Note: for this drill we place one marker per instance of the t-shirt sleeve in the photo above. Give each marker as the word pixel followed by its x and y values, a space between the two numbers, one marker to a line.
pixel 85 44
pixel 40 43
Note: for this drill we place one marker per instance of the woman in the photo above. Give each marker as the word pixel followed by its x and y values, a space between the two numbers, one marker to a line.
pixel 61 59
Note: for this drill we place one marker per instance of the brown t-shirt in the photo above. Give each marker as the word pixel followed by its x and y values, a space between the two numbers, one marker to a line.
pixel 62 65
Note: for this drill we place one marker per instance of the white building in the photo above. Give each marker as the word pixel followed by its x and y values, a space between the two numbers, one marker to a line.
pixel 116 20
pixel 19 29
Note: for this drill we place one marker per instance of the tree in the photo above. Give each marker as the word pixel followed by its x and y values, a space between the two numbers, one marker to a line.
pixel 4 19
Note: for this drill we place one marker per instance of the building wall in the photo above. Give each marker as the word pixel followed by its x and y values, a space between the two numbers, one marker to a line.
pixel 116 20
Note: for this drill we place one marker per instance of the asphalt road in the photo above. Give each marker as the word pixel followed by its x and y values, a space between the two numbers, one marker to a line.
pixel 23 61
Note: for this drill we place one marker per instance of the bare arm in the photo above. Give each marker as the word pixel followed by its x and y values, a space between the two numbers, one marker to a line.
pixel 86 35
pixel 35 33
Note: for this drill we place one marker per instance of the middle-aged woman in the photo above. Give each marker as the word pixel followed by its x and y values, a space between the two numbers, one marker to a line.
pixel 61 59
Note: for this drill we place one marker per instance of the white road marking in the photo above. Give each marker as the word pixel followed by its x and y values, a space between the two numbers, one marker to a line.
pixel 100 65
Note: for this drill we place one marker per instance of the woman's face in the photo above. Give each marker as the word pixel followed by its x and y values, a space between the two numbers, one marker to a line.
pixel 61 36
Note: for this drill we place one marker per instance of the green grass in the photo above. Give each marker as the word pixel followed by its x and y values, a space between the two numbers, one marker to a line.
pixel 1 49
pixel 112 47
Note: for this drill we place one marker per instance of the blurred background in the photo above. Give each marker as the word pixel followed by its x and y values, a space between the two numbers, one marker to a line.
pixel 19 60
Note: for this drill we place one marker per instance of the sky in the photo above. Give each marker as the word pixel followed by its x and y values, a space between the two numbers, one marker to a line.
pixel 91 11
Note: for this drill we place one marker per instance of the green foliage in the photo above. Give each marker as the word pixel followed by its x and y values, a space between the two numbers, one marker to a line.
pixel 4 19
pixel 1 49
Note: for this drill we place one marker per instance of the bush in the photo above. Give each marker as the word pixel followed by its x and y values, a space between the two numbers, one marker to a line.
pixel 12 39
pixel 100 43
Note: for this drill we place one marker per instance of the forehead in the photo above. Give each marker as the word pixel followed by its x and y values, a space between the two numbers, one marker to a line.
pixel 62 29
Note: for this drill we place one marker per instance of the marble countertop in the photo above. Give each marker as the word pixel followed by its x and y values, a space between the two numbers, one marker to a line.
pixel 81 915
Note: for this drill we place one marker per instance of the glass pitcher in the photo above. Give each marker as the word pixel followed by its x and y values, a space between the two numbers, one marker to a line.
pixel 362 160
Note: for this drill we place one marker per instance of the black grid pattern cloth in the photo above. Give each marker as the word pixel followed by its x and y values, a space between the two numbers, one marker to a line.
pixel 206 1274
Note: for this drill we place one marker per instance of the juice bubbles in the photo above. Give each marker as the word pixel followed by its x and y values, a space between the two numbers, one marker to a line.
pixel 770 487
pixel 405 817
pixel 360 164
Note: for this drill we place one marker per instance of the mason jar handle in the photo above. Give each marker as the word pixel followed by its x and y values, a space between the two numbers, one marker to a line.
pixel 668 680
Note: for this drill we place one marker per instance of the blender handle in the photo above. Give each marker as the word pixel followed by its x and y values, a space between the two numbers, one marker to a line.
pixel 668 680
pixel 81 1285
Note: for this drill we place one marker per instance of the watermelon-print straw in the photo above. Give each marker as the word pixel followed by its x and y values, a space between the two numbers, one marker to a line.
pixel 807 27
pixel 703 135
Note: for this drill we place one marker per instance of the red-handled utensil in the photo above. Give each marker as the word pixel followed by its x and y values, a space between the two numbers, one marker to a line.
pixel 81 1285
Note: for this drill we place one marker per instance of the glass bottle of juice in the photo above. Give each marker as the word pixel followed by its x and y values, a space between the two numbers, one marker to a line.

> [Directions for this task]: Copy out the records again verbatim, everything from the start down through the line containing "pixel 40 43", with both ends included.

> [Problem solution]:
Note: for this drill we place one marker per instance of the t-shirt sleeve in the photo above. Give each marker as the word pixel followed by its x and y values, a space between the two numbers, one marker to a line.
pixel 85 44
pixel 40 43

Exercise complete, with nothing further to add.